- AUFGABE: Setze die Kulturpresseschau vom 19.07.2004 im Anschluss an ihren letzten Satz fort.

- AUSGEWÄHLTER AUSZUG:
****

Heute in den Feuilletons

Heute in den Feuilletons

Die kommentierte Kulturpresseschau. Wochentags um 9 Uhr, sonnabends um 10 Uhr.
19.07.2004. Die FAZ musste weghören, als das politische Theater in Avignon lallte und strampelte. Die SZ erkennt dagegen im Theatermarkt einen entgrenzten Merkantilismus. Die Welt behandelt das Trauma des Christoph Schlingensief (er sieht zu gut aus). Im Tagesspiegel spricht der Maestro selbst über seine Nähe zu Richard Wagner. Die NZZ wundert sich über den Medienrummel zum 20. Juli. Die FR erinnert an den "anti-antifaschistischen" Widerstand.

FAZ, 19.07.2004

Das politische Theater ist schwer in der Krise, glaubt Joseph Hanimann, nachdem er eine Reihe von Aufführungen in Avignon besucht hat: "Die allenthalben zurückgemeldete Politik auf dem Theater lallt, strampelt und schreit sich einen ab, dass man manchmal weghören muss, um besser zu verstehen. So wirkt eine Diskussion der Globalisierungsgegner am Rande des Festivals geradezu feinsinnig gegenüber dem auf der Bühne herausgebrüllten Abscheu vor Supermärkten, Fernsehrealität und Globalkapitalismus."

Der Strafrechtler Michael Pawlik fordert die Bundesregierung auf, Paragraph 14 Absatz 3 des Luftsicherheitsgesetzes - wonach ein Passagierflugzeug abgeschossen werden darf, wenn es wie am 11. September "gegen das Leben von Menschen eingesetzt werden soll" - mit allen Konsequenzen zu formulieren: Ein entführter Flugpassagier muss sein Leben opfern, um das Gemeinwesen zu retten. Dies kann nach Pawlik jedoch nur rechtmäßig sein, wenn der § 14 "in den gleichen Begründungszusammenhang gestellt wird wie Artikel 20 Absatz 4 des Grundgesetzes ... Wer es unternimmt, den Staatsnotstand zu verrechtlichen, sollte ihn auch beim Namen nennen."

****

- ROHDATEN:
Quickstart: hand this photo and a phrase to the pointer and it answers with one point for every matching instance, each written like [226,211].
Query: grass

****

- ERGEBNIS:
Weitere Artikel: Wie Brita Sachs berichtet, wird die Pinakothek der Moderne nicht weitergebaut, weil das Geld für das Museum der Sammlung Brandhorst benötigt wird. Rose-Maria Gropp nennt Sigmund Freuds "Einführung in die Psychoanalyse" ihr Lieblingsbuch. Timo John stellt das "Haus Wu" des Architekturbüros Wulf & Partner in Stuttgart vor. Günther Gillessen war bei einem Kolloquium der deutsch-russischen "Kommission für die Erforschung der jüngeren Geschichte der deutsch-russischen Beziehungen" in München, wo es um Widerstand in totalitären Diktaturen ging. Aro. meldet erstens, dass die Stadt Essen, die sich gerade als "Europäische Kulturhauptstadt 2010" bewirbt, ihr Kinder- und Jugendtheater schließt, und zweitens, dass der WDR an seinen sendereigenen Orchestern festhalten will. Und Zhou Derong meldet, dass der Fußball in China erfunden wurde, wo er "cu ju" hieß.

Auf der Medienseite berichtet Esther Kilchmann über den "D-Day" des Deutschen Journalistenverbandes, der auf einer äußerst turbulenten Sitzung die Landesverbände Berlin und Brandenburg ausgeschlossen hat. Michael Hanfeld liefert dazu einen Kommentar. Gisa Funck porträtiert Israels preisgekrönte Dokumentarfilmerin Nurit Kedar. Kho. meldet die Ermordung des armenischen Reporters Pail Pelojan, Redakteur der in Moskau erscheinenden Emigrantenzeitschrift Armjanski pereulok (Armenische Gasse). Eine Meldung von AP besagt, dass im Iran zwei reformorientierte Zeitungen - Dschomhuriat und Waghay-e-Ettefaghieh - "vorübergehend" Erscheinungsverbot haben: "Beide Blätter haben ausführlich über den Fall der kanadischen Fotojournalistin Zahra Kazemi berichtet, die vor einem Jahr in Polizeigewahrsam in Teheran gewaltsam zu Tode kam."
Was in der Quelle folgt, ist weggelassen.